=== Instruction ===
Below, take the stretch of rows from the line containing "Outline the white" through the line containing "top-left (320, 197), bottom-right (348, 245)" and return it as a JSON list of strings, one string per line, with blank lines left out.

=== Excerpted records ===
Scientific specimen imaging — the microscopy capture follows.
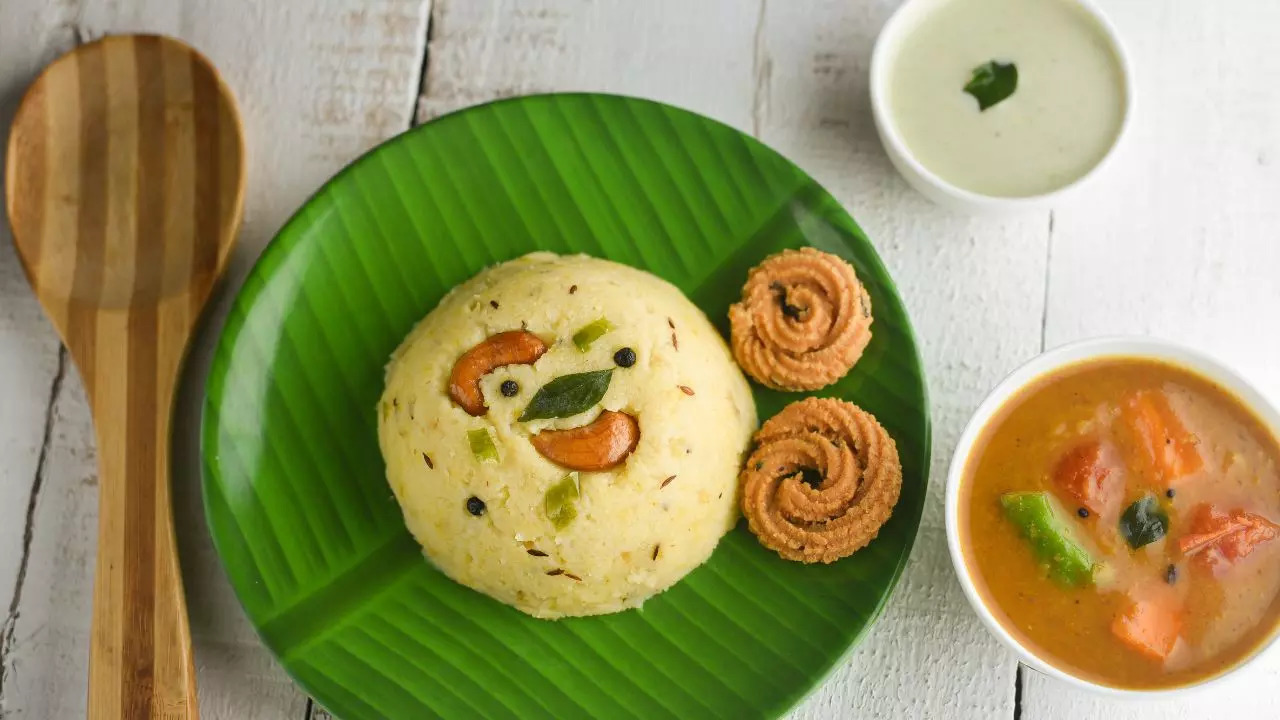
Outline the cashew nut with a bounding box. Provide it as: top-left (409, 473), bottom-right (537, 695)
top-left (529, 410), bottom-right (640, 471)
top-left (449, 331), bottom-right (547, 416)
...
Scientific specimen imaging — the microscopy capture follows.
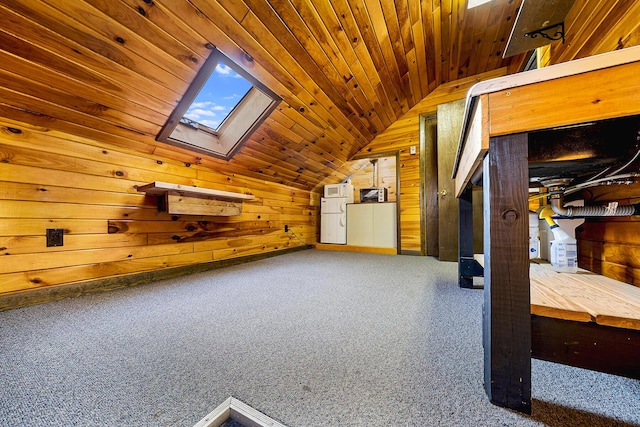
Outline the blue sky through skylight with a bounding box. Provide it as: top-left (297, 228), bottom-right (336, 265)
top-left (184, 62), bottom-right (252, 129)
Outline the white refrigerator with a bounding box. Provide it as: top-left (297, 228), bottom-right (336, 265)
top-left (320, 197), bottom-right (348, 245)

=== Written reply ===
[
  "Outline the white refrigerator with a bounding box. Provide it as: top-left (297, 228), bottom-right (336, 265)",
  "top-left (320, 197), bottom-right (348, 245)"
]